#### To-do list
**A.** Can you extract the passage of the court opinion from "He then filed" up to and including "or probable cause?", word for word?
**B.** Would you continue the court opinion from the point where it stops?

#### Document text
* start *

He then filed a timely notice of appeal and, following a lengthy delay in

obtaining transcripts, he also timely complied with the trial court’s order to

file a Pa.R.A.P. 1925(b) statement. The court filed a responsive opinion in

May of 2016. Herein, Appellant raises two issues for our review, which we

have reordered for ease of disposition:

      1. Whether the [t]rial [c]ourt erred when it denied [Appellant’s]
      motion to suppress when [Appellant] was seized without
      sufficient reasonable suspicion or probable cause?

      2. Whether the [t]rial [c]ourt erred in sentencing [Appellant] to a
      mandatory minimum sentence under 18 Pa.C.S.A. §
      7508(a)(7)(iii)   when     such     mandatory     sentences     are
      unconstitutional under Alleyne v. United States, - U.S. -, 133
      S.Ct. 151 (2013); Commonwealth v. Newman, 99 A.3d 86
      (Pa. Super. 2014) (en banc)[;] and Commonwealth v.

* end *

#### Material
* start *

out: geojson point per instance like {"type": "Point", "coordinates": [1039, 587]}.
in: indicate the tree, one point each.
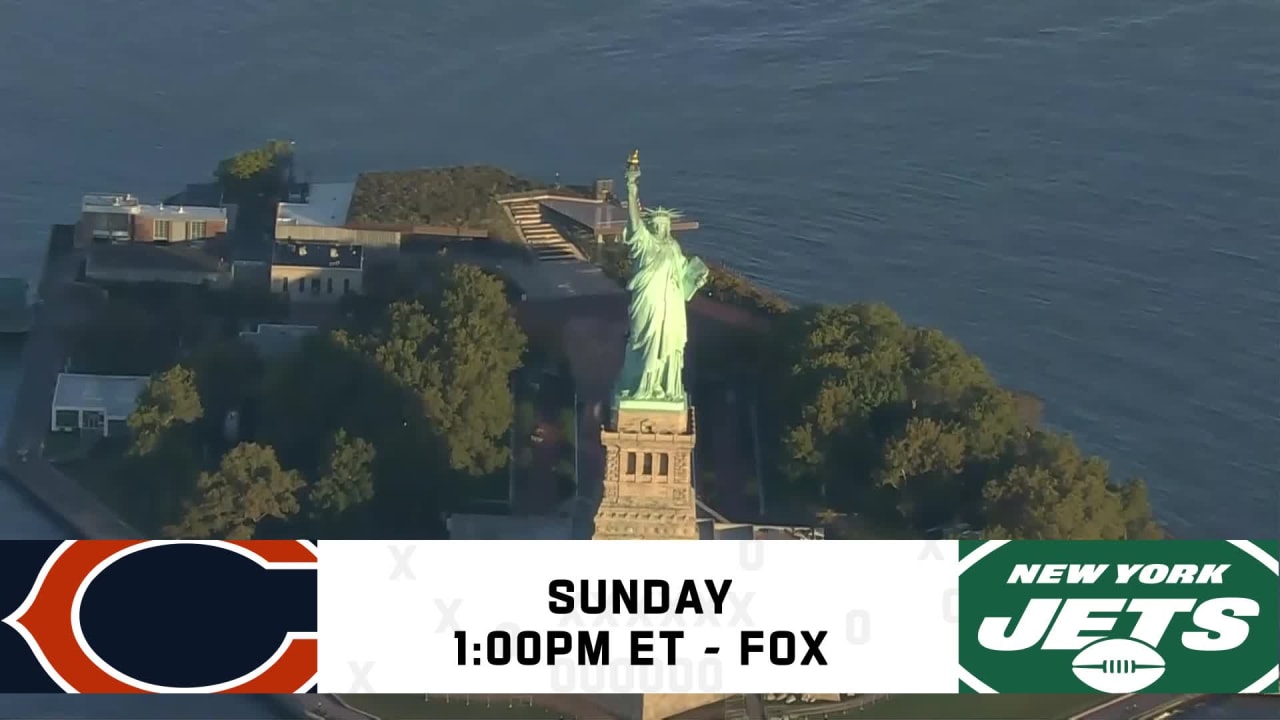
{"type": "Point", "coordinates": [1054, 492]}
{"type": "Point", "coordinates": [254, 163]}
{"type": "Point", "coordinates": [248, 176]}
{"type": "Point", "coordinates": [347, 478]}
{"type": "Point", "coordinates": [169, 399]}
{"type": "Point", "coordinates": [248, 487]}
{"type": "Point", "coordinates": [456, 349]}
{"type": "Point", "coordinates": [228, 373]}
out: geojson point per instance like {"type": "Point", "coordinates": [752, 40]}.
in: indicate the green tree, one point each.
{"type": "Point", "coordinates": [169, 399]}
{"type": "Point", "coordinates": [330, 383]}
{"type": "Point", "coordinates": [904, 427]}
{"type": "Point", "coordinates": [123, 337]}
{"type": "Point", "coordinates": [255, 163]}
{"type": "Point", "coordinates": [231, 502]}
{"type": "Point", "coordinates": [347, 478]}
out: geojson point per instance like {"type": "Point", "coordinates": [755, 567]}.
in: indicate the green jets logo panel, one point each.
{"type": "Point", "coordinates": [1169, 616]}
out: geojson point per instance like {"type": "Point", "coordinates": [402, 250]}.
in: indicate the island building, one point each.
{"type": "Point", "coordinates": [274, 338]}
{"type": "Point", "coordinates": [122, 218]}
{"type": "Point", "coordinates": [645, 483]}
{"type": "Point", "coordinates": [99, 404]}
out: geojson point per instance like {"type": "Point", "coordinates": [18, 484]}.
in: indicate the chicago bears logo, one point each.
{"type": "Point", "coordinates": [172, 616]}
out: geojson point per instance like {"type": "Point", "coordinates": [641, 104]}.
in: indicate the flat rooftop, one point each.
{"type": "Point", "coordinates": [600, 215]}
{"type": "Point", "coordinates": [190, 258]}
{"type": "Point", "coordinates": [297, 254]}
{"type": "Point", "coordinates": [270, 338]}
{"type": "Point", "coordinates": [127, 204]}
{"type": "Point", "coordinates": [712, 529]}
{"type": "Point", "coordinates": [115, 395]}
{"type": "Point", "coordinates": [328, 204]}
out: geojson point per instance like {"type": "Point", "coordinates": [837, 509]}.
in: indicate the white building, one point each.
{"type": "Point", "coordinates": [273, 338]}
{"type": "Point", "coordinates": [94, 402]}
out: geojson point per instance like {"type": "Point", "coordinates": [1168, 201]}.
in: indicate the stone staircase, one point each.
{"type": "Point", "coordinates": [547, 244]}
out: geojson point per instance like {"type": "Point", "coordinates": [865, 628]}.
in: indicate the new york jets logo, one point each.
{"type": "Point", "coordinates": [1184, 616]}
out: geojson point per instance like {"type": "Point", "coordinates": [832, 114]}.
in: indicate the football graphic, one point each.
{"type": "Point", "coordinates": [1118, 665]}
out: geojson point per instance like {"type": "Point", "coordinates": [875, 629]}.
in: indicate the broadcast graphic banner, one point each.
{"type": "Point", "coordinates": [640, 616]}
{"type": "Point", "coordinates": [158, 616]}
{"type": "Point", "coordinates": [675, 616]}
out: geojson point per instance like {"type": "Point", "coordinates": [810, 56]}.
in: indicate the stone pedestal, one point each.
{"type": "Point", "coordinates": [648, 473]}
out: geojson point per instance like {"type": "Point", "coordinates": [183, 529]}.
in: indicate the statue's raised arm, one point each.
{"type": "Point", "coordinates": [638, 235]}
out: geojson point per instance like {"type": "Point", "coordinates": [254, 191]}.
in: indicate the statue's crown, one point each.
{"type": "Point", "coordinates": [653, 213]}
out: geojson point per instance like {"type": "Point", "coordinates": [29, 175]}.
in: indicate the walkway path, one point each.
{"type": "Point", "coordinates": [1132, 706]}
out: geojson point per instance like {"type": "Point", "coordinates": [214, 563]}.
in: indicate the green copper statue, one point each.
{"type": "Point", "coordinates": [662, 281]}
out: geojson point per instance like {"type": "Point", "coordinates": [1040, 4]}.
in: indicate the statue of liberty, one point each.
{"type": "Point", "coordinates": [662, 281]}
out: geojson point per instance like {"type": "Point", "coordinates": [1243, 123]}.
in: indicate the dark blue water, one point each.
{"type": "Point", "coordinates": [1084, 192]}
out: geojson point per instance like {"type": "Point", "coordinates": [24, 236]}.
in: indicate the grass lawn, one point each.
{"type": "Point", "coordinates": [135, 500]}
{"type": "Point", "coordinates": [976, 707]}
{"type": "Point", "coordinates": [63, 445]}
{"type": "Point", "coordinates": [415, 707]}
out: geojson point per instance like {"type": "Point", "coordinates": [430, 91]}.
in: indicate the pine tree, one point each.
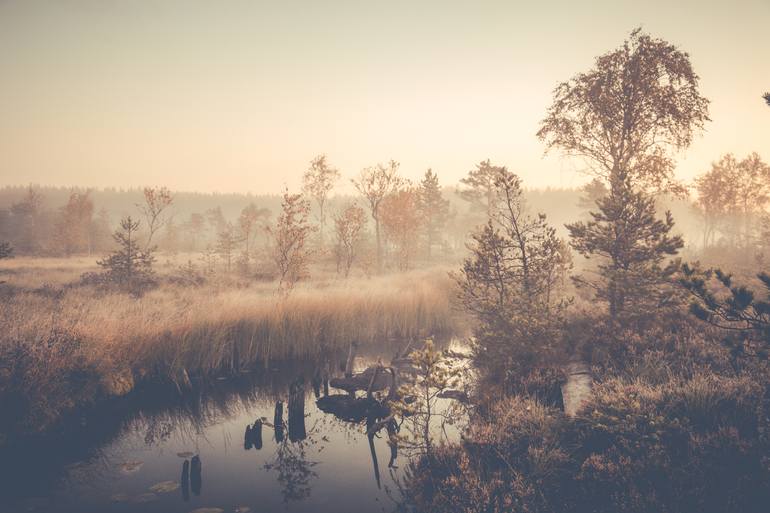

* end *

#### Task-by-task results
**A.**
He then filed a timely notice of appeal and, following a lengthy delay in

obtaining transcripts, he also timely complied with the trial court’s order to

file a Pa.R.A.P. 1925(b) statement. The court filed a responsive opinion in

May of 2016. Herein, Appellant raises two issues for our review, which we

have reordered for ease of disposition:

      1. Whether the [t]rial [c]ourt erred when it denied [Appellant’s]
      motion to suppress when [Appellant] was seized without
      sufficient reasonable suspicion or probable cause?

**B.**
      Fennell, 101 A.3d 13 (Pa. Super. 2014)?

Appellant’s Brief at 4.

      Our standard of reviewing the denial of a suppression motion is as

follows:

      In reviewing an order from a suppression court, we consider the
      Commonwealth’s evidence, and only so much of the defendant’s
      evidence as remains uncontradicted. We accept the suppression
      court’s factual findings which are supported by the evidence and
      reverse only when the court draws erroneous conclusions from
      those facts.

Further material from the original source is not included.